» Assignment: An exact copy of all entries is required.

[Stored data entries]
+++
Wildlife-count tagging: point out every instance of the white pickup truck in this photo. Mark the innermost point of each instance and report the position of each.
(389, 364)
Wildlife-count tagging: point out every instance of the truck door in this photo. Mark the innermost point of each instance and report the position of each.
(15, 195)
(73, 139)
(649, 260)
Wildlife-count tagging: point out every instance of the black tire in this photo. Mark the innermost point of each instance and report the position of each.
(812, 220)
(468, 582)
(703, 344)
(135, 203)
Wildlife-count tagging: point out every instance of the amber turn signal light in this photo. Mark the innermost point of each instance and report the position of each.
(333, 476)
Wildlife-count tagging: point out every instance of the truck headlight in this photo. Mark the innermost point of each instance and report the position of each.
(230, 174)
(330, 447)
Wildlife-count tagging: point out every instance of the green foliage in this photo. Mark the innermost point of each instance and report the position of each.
+++
» Reply:
Wildlife-count tagging: point out every instance of the white pickup truck in this photo. Mark the innermost point of each instance and report the position of each.
(389, 364)
Wildlife-count tagging: point out every instance of the truck door in this photo. Mark the innermost point of each instance and report the position of each.
(15, 195)
(73, 139)
(649, 260)
Wildlife-count tagging: point out every instance of the black tire in this photo. Mark the innermost point of each instance and report the position of each.
(812, 220)
(468, 582)
(703, 344)
(135, 203)
Wildlife-count tagging: point out every instance of the amber turn signal light in this photo. Mark the innermost point of each instance and report the position of each.
(333, 476)
Wildlife-count tagging: point out every instance of the truck headlight in this photo. Mark the innermost point of each instance and report the position of each.
(230, 174)
(330, 447)
Wildlife-count tagging: point out every instance of the green foliage in this photo. Mark the innermost point of each instance and report the position of each.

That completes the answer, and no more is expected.